So here is one example of how the physicist can provide insight into the biological situation for starch. The second example I will quote briefly, is what happens when the granule is actually used in practice: in general it is broken down for industrial use (or in cooking) by heat, a process known as gelatinization. How the granule breaks down will depend on many factors including concentration and temperature, as well as of course the detailed granule structure, and its breakdown can be followed by in situ experiments in a synchrotron using combined SAXS/WAXS/DSC28, 29 during the gelatinization process, and also—to follow the details of the water ingress—via SANS.30, 31 Thus if one understands this structure, understands how it may be affected by the starch biosynthesis route, then in principle one might be able to “design” starches which break down in a particular desired way (e.g., over a specific temperature range). This goal has not yet to my knowledge been realized, but it should serve to illustrate how bringing polymer physics approaches to bear on this complex biological entity can reveal new insight.

One could give many further examples of where polymer physics has much to offer the field of biopolymer research; to conclude this article I will just give a couple more for brief “tasters”. Recently, an increasing interest in cellular mechanics has been evinced by the community. Microrheology, developed for the study of complex fluids, has been extensively applied to solutions of the cytoskeletal polymer actin32 and more recently still to cell contents.33–35 Theoretical ideas on entangled semiflexible polymers can be applied to analyze the anticipated behavior of the cytoskeleton under different conditions,36 and coupled with microrheological measurements to compare with real cells. When cells adhere to surfaces they produce a complex glue of polymers known as the extracellular matrix. Some of the response will undoubtedly arise from specific interactions between ligands and receptors, but some of it can probably be treated using ideas familiar from synthetic aqueous gels.

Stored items

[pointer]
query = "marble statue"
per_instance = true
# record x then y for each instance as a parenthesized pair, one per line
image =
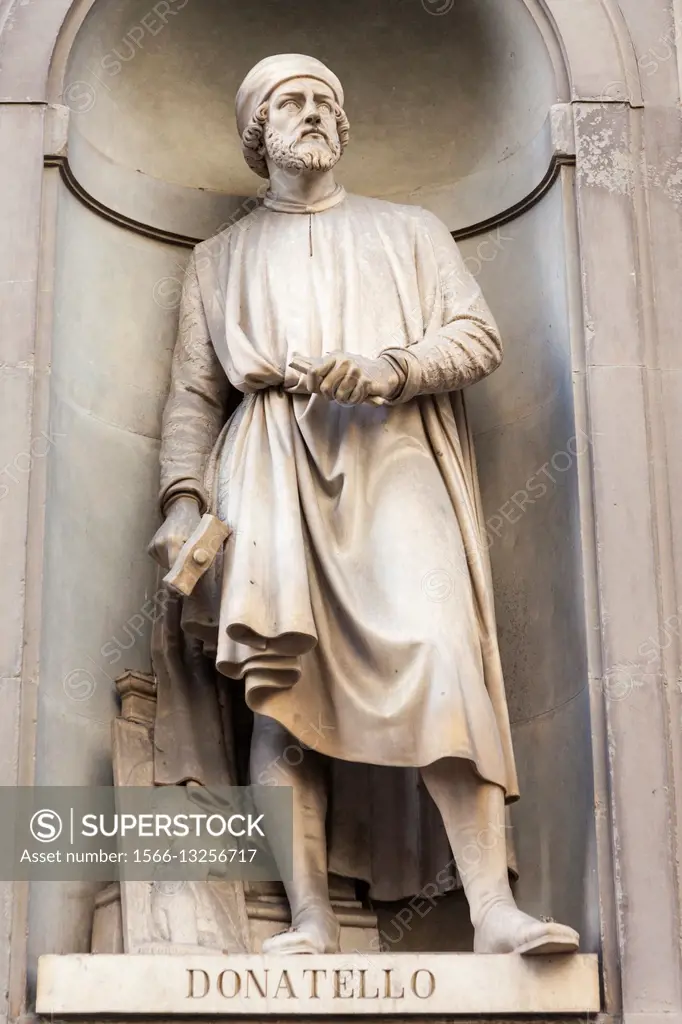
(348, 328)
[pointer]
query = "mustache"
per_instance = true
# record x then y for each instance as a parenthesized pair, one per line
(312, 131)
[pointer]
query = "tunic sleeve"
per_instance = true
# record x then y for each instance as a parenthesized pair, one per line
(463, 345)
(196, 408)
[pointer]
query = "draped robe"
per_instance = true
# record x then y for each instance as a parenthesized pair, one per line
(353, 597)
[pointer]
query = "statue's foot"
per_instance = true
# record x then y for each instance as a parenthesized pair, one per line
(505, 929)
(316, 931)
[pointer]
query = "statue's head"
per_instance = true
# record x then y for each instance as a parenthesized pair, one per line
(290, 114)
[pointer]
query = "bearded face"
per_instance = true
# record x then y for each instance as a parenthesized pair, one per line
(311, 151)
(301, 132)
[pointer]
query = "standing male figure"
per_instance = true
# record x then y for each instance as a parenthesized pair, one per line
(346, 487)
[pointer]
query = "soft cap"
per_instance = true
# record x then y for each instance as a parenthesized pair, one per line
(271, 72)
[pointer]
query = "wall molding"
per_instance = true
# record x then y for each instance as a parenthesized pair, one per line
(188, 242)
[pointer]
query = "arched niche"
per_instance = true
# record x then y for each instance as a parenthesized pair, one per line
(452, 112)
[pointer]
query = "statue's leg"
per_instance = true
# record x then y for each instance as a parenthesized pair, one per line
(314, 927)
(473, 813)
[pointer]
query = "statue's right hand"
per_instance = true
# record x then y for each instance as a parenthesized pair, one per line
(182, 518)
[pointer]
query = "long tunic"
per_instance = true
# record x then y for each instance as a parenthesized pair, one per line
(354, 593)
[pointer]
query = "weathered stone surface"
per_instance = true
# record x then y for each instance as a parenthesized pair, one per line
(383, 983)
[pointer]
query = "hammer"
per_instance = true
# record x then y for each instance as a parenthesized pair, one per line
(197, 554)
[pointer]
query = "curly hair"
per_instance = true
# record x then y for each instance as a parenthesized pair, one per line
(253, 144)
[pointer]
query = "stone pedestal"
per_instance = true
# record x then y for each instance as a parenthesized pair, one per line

==

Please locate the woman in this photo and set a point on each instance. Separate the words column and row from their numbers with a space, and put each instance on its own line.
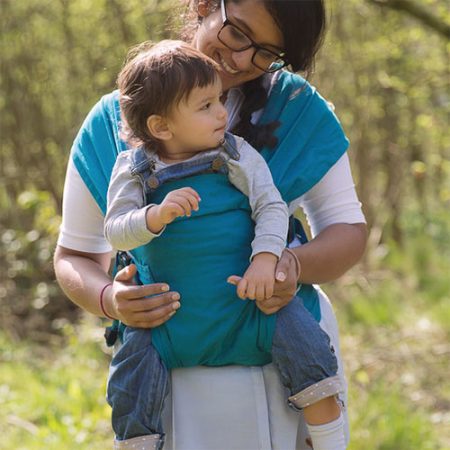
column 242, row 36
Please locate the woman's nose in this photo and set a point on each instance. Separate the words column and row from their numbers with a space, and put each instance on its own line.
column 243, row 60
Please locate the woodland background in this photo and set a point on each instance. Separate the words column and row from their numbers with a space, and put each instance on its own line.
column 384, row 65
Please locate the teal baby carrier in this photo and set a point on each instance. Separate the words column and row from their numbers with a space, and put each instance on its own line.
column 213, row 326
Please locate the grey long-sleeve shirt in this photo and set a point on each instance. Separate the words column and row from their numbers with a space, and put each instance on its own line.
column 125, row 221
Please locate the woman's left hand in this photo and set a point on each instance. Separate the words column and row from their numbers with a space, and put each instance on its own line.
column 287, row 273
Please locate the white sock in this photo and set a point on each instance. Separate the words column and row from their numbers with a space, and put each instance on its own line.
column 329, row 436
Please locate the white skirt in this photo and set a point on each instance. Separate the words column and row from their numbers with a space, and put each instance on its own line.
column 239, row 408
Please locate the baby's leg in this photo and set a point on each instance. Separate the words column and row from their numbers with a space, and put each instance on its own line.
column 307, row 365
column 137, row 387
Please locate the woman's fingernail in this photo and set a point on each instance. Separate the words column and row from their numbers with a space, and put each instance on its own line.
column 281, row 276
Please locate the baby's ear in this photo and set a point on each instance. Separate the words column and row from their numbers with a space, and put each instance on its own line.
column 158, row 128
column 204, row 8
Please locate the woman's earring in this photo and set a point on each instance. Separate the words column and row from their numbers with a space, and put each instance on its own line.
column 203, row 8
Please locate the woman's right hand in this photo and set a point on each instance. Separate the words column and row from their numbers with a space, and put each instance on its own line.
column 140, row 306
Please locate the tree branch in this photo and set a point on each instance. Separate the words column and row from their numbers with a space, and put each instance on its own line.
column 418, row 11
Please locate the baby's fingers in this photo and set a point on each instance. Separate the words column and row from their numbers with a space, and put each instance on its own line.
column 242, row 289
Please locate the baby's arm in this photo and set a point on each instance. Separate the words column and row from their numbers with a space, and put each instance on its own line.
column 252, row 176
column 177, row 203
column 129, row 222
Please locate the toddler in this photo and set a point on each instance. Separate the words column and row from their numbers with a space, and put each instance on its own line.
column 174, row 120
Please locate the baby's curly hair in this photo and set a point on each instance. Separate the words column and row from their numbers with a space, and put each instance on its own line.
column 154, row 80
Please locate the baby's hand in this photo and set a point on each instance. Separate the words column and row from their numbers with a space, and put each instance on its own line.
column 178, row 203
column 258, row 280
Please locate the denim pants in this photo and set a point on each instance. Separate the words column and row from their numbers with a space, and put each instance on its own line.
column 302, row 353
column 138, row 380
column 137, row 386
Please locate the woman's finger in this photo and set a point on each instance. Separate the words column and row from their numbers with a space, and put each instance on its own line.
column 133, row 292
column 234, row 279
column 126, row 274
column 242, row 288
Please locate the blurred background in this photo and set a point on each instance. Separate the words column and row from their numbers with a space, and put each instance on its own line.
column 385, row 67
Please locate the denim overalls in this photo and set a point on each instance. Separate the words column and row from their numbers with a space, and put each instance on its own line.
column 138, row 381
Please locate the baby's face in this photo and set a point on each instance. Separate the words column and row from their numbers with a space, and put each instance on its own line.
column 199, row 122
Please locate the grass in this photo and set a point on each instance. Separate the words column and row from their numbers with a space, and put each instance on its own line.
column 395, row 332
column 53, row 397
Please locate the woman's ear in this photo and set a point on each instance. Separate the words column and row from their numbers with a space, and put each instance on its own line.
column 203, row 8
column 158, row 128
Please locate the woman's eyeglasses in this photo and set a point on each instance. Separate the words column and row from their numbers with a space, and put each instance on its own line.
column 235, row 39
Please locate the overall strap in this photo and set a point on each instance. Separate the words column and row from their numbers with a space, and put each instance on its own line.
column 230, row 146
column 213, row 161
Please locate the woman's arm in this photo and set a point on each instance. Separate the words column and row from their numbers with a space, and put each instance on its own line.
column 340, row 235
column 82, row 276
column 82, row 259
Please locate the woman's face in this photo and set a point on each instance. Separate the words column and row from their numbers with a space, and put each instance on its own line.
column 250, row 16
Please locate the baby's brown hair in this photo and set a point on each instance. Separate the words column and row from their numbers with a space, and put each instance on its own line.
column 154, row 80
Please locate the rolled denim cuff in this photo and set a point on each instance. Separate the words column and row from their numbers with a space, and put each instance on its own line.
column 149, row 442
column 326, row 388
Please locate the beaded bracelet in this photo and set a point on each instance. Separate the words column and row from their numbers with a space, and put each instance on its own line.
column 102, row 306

--

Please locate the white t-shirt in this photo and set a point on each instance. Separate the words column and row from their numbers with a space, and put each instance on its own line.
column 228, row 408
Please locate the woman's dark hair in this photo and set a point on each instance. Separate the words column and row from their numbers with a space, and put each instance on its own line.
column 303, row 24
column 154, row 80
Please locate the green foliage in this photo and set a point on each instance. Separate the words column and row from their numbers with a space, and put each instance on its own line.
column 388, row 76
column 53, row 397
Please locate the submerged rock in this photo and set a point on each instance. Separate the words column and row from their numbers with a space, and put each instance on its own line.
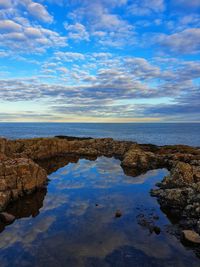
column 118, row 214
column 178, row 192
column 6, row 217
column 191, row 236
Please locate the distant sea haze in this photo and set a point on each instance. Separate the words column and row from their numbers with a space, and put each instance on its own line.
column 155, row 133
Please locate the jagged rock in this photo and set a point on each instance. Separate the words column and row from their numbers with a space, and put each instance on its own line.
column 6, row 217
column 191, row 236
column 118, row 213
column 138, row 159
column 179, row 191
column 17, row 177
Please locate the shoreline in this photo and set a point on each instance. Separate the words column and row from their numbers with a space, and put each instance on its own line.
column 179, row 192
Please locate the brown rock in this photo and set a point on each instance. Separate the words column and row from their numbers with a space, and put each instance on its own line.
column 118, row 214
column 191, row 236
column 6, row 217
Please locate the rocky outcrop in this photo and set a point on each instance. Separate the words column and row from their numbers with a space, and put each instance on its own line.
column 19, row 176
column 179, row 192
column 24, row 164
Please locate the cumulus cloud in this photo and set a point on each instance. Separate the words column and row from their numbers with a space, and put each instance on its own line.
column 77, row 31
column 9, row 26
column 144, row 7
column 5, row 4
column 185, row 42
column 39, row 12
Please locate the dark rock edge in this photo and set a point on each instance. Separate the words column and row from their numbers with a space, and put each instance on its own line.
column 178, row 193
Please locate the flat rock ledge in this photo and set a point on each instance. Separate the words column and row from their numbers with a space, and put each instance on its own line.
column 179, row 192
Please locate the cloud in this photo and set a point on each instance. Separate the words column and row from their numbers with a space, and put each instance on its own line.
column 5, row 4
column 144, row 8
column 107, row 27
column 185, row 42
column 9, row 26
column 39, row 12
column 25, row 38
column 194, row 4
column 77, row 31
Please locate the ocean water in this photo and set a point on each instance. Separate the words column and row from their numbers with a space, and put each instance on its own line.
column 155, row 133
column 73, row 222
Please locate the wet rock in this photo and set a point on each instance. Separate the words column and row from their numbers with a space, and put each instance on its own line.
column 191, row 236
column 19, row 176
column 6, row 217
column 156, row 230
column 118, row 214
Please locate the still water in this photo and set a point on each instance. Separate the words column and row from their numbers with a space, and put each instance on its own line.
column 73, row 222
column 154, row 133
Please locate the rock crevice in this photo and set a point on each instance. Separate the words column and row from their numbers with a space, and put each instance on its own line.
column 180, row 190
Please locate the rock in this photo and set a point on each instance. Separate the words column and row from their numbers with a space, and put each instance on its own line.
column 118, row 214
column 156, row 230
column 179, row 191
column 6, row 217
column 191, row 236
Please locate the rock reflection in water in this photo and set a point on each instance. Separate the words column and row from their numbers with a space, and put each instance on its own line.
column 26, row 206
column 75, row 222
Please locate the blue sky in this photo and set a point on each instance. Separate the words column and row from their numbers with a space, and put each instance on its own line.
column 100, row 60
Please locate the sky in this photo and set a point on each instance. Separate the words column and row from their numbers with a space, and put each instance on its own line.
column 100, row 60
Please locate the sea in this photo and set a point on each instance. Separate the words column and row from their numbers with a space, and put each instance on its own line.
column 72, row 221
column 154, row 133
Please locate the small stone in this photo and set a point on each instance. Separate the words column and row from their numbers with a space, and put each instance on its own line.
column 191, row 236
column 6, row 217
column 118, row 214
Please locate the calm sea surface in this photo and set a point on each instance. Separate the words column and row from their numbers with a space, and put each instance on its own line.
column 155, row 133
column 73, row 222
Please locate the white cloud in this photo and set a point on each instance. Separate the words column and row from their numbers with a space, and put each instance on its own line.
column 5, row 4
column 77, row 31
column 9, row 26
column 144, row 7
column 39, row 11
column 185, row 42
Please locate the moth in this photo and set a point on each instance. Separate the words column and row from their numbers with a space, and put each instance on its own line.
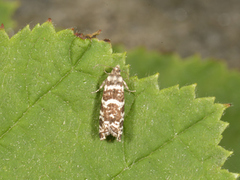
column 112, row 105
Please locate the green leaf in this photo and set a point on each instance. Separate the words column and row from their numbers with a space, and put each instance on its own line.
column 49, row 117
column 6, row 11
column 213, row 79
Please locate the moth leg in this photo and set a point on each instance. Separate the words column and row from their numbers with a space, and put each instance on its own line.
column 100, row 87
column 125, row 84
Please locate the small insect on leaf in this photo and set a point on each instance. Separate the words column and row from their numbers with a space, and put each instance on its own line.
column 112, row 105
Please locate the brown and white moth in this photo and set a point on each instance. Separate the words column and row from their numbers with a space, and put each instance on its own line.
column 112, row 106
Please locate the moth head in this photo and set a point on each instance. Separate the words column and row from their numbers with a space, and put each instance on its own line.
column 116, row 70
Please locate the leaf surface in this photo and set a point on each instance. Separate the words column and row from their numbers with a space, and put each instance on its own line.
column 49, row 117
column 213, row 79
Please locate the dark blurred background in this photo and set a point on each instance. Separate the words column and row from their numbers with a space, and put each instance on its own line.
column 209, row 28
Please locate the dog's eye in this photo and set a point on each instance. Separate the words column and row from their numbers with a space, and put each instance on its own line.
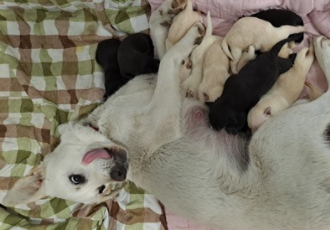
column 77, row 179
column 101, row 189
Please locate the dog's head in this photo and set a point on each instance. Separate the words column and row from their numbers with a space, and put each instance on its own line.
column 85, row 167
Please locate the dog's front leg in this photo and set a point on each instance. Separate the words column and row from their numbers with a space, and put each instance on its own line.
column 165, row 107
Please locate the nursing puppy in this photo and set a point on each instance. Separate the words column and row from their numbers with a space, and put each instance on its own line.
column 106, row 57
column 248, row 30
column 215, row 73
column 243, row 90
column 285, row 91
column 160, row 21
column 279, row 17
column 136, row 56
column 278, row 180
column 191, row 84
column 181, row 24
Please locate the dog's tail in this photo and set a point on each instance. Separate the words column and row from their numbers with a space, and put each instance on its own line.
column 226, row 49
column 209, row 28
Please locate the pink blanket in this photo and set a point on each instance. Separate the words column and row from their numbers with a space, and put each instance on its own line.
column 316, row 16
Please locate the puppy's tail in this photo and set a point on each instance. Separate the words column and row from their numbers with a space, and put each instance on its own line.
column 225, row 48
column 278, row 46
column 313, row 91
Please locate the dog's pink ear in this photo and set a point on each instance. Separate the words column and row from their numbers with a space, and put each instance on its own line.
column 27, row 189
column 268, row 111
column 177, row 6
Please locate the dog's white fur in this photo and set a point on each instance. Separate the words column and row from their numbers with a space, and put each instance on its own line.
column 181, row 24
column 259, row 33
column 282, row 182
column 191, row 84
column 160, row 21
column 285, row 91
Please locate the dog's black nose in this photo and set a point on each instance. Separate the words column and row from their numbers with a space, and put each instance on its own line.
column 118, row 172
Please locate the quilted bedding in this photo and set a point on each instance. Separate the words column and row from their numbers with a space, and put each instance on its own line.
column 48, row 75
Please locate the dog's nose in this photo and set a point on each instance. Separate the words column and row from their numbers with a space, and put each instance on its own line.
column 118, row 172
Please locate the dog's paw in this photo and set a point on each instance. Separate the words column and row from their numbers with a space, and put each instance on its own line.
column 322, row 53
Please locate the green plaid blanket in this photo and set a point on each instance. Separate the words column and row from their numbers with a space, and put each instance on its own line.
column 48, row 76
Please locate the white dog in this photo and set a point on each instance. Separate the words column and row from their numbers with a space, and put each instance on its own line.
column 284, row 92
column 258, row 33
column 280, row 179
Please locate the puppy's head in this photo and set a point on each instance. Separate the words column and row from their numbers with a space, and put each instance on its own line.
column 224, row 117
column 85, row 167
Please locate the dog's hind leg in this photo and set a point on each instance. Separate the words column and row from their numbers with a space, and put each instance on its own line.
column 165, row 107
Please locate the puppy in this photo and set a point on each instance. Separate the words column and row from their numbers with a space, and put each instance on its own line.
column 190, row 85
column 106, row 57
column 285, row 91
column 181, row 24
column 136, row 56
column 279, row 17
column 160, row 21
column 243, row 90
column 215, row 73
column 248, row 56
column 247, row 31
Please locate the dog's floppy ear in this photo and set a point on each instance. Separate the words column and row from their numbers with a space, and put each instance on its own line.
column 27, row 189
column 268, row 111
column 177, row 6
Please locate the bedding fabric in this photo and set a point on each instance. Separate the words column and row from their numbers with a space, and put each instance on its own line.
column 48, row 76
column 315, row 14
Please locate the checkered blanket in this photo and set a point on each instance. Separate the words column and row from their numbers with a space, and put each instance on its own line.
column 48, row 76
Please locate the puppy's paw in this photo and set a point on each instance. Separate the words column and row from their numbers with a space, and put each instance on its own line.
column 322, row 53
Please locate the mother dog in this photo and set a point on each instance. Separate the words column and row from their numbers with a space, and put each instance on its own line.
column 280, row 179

--- Prompt 1 ---
For each statement below, say whether it agrees with the polymer physics passage. Answer yes or no, and quote word for word the passage's words that decide it.
(a) The author knows of starches that have already been designed to break down over a specific temperature range.
(b) Microrheology was developed for the study of complex fluids.
(c) Cells produce the extracellular matrix when they adhere to surfaces.
--- Prompt 2 ---
Write the next part of the polymer physics passage, picking up after its last sentence.

--- Reply 1 ---
(a) No: "This goal has not yet to my knowledge been realized"
(b) Yes: "Microrheology, developed for the study of complex fluids"
(c) Yes: "When cells adhere to surfaces they produce a complex glue of polymers known as the extracellular matrix"

--- Reply 2 ---
Many naturally occurring polymers are long and stiff, exactly the properties which confer liquid crystallinity on main chain synthetic liquid crystalline polymers. DNA, for instance, is well known to form liquid crystalline phases in the test-tube.37 This may or may not have biological significance, since the concentrations of DNA within a cell are rarely so high as that required to create the liquid crystalline phase in vitro, but for other biopolymers the situation is less clear. Actin is another example of a rather stiff polymer which is known to form liquid crystalline phases.38 Does this matter as cytoskeletal rearrangements occur within the cell, and the actin filaments successively polymerize and depolymerise as the cell advances?

The time is ripe for more polymer physicists to bring their expertise garnered on synthetic polymers to bear on the natural world; to ask questions from a very different perspective than that of the biochemist who customarily works with these natural polymers; to look for similarities in response rather than the unique difference each particular sequence along a chain might bring; and to take theories developed on simple chains containing only one or two monomers and develop them to the point that they can enlighten us about the way our bodies function. As a community we have the tools and theories. We now need to apply them to situations where the biopolymers remain in their native, collective state to elucidate biological function in all its richness and complexity.